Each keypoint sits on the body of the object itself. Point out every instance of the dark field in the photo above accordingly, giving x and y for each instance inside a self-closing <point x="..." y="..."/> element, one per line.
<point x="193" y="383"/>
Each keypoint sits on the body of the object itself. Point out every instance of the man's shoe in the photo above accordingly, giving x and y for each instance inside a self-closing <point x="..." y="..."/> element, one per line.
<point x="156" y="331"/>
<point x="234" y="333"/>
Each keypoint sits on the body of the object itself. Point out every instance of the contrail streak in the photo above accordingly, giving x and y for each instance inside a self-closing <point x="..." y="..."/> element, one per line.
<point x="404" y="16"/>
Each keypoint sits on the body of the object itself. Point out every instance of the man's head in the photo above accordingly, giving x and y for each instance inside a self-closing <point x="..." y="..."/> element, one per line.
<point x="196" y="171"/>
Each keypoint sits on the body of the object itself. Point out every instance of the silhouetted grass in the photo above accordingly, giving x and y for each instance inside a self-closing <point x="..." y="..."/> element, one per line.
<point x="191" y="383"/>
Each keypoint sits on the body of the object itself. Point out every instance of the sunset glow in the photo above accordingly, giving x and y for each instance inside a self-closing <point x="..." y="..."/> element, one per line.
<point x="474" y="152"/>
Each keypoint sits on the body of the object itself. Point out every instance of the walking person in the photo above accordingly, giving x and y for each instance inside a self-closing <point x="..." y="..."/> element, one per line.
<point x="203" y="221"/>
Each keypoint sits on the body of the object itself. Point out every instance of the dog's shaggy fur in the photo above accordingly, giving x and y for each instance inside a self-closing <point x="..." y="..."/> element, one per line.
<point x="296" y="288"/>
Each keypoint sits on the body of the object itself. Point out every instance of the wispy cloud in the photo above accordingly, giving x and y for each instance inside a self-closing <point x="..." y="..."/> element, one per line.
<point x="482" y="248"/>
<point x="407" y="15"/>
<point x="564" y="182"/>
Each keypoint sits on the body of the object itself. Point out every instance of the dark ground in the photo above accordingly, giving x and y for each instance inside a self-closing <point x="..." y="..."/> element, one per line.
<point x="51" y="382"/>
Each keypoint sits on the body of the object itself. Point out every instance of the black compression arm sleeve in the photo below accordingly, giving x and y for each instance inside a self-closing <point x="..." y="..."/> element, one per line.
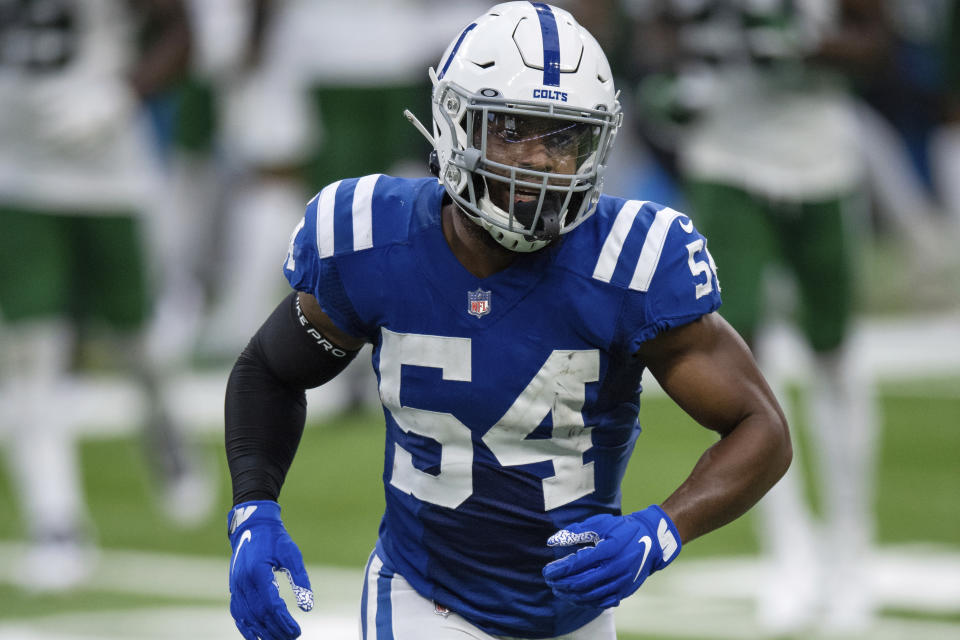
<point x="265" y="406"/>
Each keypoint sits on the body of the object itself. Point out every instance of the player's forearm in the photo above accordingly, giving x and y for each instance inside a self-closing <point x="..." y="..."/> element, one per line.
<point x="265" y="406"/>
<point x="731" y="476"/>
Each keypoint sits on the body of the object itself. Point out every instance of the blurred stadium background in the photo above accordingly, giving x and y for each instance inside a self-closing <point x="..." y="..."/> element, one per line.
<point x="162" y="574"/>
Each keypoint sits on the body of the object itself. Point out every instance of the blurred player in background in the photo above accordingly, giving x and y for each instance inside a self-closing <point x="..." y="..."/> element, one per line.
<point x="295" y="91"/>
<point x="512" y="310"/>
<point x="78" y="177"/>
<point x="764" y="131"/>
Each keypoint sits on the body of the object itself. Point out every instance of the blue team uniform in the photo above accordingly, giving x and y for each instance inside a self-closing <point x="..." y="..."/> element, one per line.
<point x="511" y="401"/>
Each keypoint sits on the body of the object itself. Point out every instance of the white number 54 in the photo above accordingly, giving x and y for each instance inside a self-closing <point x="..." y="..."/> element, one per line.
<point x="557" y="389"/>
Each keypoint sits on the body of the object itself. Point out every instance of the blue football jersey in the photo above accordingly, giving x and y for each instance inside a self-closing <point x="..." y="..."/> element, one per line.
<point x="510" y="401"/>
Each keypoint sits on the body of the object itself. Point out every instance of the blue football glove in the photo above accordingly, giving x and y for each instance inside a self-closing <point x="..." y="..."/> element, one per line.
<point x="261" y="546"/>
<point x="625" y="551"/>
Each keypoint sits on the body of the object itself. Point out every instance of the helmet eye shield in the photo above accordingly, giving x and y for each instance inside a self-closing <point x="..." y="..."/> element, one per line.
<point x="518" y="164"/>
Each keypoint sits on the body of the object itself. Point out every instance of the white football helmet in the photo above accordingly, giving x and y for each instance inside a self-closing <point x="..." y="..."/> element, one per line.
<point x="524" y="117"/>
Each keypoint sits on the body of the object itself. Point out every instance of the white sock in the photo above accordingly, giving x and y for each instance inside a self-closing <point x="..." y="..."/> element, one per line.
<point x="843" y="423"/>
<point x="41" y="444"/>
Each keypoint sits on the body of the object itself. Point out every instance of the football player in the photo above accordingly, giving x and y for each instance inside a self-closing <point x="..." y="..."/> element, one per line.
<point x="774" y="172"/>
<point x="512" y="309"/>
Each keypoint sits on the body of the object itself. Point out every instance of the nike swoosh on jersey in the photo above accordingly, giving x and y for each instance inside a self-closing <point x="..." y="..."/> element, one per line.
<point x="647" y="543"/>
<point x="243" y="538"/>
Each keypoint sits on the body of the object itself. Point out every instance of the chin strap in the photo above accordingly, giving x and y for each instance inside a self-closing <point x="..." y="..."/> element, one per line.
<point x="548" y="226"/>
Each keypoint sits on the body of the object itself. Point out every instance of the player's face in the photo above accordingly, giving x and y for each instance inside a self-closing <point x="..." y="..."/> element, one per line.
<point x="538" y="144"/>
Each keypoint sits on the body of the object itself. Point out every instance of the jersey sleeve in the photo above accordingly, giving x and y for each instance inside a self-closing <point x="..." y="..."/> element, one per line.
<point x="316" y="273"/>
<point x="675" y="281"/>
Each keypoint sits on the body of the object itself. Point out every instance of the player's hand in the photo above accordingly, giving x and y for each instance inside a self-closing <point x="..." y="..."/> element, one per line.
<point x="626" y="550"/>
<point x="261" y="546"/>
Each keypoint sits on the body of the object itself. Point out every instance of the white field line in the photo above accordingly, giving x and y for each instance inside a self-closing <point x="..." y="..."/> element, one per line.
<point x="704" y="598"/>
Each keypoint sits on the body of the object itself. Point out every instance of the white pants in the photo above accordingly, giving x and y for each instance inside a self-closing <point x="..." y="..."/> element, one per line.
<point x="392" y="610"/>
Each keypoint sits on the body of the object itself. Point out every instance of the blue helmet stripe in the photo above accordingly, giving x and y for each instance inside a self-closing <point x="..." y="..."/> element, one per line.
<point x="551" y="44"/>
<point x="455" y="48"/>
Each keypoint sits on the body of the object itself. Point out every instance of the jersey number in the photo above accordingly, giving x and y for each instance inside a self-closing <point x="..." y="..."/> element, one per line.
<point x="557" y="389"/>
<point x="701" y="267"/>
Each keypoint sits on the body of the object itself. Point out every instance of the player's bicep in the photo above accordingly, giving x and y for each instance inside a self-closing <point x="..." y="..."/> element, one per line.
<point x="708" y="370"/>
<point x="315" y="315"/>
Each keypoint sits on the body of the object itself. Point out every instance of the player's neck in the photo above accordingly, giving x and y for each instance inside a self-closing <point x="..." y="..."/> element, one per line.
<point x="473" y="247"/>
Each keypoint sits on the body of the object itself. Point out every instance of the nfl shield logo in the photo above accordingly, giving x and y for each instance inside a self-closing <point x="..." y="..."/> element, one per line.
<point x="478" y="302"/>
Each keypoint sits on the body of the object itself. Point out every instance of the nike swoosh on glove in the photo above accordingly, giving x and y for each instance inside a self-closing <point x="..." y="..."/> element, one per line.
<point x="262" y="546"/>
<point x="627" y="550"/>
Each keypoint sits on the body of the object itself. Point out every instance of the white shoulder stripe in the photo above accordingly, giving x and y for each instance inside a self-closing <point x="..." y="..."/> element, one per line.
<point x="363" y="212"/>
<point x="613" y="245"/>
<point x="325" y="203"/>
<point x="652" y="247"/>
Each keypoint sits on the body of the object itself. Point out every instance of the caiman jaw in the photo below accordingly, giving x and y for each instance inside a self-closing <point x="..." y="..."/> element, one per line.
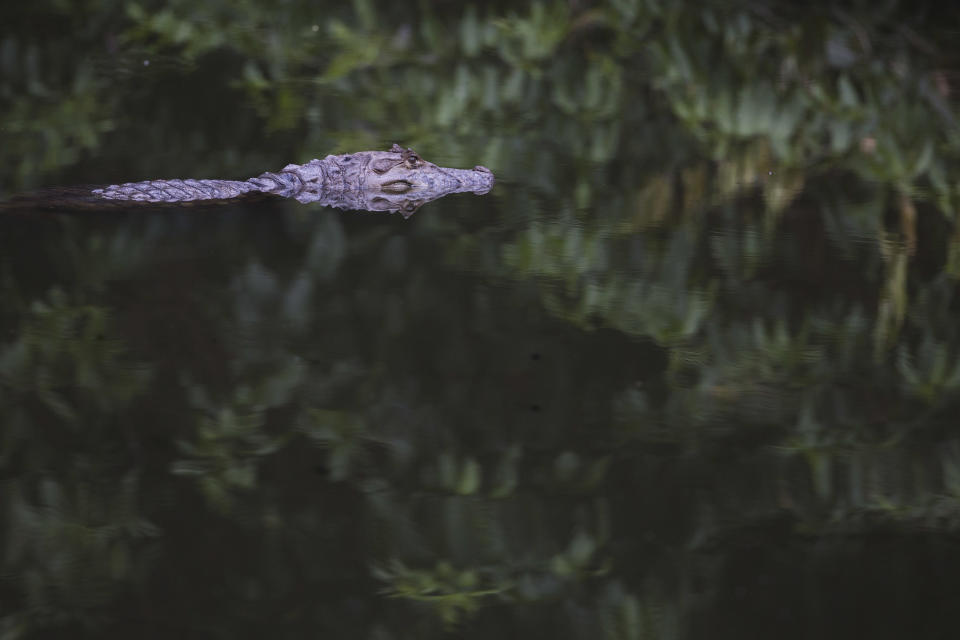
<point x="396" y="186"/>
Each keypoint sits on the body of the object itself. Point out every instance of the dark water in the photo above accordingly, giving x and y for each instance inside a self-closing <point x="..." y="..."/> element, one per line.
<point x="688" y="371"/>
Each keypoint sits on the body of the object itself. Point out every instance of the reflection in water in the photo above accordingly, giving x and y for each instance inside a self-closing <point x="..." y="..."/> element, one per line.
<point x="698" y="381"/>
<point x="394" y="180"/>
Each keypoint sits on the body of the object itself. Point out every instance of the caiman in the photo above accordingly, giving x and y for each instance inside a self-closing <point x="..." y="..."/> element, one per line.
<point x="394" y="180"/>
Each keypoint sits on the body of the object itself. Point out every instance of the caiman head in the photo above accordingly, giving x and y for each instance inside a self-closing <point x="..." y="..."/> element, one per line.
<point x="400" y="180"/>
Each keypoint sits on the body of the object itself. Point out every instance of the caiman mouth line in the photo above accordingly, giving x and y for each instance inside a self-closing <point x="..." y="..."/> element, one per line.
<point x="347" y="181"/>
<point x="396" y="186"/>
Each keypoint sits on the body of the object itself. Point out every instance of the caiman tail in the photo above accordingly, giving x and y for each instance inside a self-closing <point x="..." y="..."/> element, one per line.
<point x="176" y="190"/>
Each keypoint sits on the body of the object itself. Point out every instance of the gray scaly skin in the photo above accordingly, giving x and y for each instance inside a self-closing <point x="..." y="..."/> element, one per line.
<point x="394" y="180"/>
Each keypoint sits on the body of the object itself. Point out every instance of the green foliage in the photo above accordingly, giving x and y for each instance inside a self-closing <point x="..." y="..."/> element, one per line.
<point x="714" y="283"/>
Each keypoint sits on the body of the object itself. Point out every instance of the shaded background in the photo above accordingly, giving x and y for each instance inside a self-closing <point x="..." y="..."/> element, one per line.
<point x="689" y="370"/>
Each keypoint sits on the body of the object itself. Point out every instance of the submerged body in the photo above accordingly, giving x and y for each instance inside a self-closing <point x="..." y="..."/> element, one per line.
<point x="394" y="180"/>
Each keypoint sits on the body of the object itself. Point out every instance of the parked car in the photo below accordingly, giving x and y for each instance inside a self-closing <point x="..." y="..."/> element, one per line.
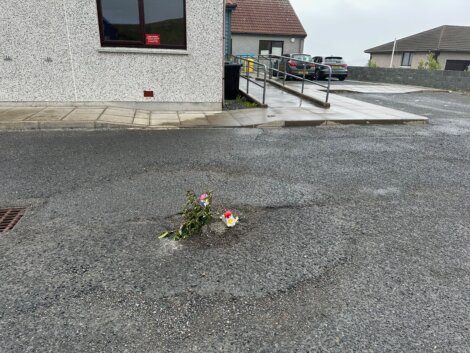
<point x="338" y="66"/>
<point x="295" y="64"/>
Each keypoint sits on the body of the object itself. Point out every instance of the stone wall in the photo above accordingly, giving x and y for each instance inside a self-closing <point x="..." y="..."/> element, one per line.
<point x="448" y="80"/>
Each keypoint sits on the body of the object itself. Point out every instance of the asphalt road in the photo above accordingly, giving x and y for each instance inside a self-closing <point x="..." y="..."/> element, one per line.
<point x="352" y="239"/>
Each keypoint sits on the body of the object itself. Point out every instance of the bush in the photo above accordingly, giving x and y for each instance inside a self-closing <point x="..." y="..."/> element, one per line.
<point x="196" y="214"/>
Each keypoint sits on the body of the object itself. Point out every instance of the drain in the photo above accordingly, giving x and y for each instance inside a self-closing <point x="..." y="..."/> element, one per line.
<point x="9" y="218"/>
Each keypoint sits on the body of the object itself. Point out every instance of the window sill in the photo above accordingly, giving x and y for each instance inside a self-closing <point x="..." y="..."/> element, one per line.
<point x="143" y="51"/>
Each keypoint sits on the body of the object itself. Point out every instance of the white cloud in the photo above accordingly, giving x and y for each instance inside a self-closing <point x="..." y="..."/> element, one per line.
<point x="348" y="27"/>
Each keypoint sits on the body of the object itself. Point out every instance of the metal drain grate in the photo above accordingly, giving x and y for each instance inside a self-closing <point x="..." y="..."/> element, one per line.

========================

*Aim of the exercise:* Retype exactly, please, each line from the line that contains "of the asphalt" through the last line of the entries above, with nothing added.

*Exercise result:*
Each keypoint sits on the body of the object itself. Point out every instance of the asphalt road in the photo above accordingly, giving x and y for each instance inside a self-closing <point x="..." y="..."/> element, one per line.
<point x="352" y="239"/>
Each keypoint sits on the body of the object itself. Point out every instance of the bush in the photo above accordingly, giving x and y for each instance inside a self-closing <point x="..." y="..."/> element, one per line.
<point x="196" y="214"/>
Each keypoint sits on the body of the object itself. Point out every instance of the drain in the photo above accordingly, giving x and y for each instance inside a self-closing <point x="..." y="..."/> element, one per line.
<point x="9" y="218"/>
Each keypoint sits on the body of the object itself. Point out every instance of the window sill in the photo above accordingly, giving x and y for each instance inside a self-closing <point x="..." y="..."/> element, one per line.
<point x="143" y="51"/>
Each keypoint sits on the body of the object itself. Point out every instance of the white cloud in the photo above accordingly, giving x and y for each instance inside a self-closing <point x="..." y="..."/> element, one per line.
<point x="348" y="27"/>
Each keypoint sits on the body of the object itself. Point out every instance of the metal drain grate in the photo above accordingly, giving x and y for each instance inside a self-closing <point x="..." y="..."/> element, one per line.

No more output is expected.